───── Extrait de page ─────

Je recommande ce double CD, d’abord pour la qualité des prises de son et de leur restitution. Une exceptionnelle sélection du ballet de Prokofiev, arrêtes vives, modernité exacerbée, l’immense Gina Bachauer impériale dans un Deuxième de Rachmaninov qui fuit – merci Leinsdorf – les épanchements, une étonnante Beverly Sills dans l’opéra mal aimé de Richard Strauss et des vitraux respighiens multicolores.

Charles Munch, avec 39 galettes, est sans doute le chef le mieux documenté de la collection St.Laurent ! J’ai déjà tant de disques du chef alsacien que je n’ai pas encore cherché de ce côté-là, mais l’offre est alléchante !

L’autre star de ce catalogue est incontestablement William Steinberg, à qui j’avais déjà consacré plusieurs chroniques, notamment pour son intégrale des symphonies de Beethoven. 15 galettes, beaucoup d’introuvables dans la discographie de studio. Si j’ai bien compté, trois versions « live » différentes de la Septième symphonie de Bruckner !

───── Enregistrements listés ─────

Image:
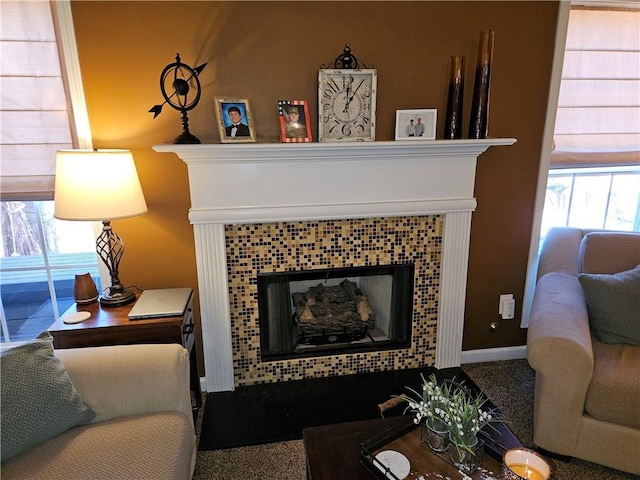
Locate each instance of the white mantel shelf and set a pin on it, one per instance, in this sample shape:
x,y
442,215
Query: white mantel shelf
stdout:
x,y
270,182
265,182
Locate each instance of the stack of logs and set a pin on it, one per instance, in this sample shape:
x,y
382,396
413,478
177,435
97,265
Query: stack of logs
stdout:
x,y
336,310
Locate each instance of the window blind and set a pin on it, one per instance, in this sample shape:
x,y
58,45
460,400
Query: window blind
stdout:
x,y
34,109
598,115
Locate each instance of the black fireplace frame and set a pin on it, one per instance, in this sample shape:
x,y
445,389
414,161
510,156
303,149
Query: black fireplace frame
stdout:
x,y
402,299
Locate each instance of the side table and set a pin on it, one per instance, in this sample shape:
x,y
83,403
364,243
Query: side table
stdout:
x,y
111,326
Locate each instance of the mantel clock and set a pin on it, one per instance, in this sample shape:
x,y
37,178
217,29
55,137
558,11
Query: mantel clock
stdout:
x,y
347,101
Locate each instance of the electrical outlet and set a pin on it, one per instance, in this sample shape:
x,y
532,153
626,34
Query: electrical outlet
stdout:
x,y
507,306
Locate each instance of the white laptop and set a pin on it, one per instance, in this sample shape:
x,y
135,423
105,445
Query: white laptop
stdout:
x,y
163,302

─────

- **Consigne**
Recopiez le passage de l'extrait situé entre « Je recommande ce » et « est alléchante ! », bornes incluses. Les enregistrements n'ont aucun rapport avec l'extrait.

- **Réponse attendue**
Je recommande ce double CD, d’abord pour la qualité des prises de son et de leur restitution. Une exceptionnelle sélection du ballet de Prokofiev, arrêtes vives, modernité exacerbée, l’immense Gina Bachauer impériale dans un Deuxième de Rachmaninov qui fuit – merci Leinsdorf – les épanchements, une étonnante Beverly Sills dans l’opéra mal aimé de Richard Strauss et des vitraux respighiens multicolores.

Charles Munch, avec 39 galettes, est sans doute le chef le mieux documenté de la collection St.Laurent ! J’ai déjà tant de disques du chef alsacien que je n’ai pas encore cherché de ce côté-là, mais l’offre est alléchante !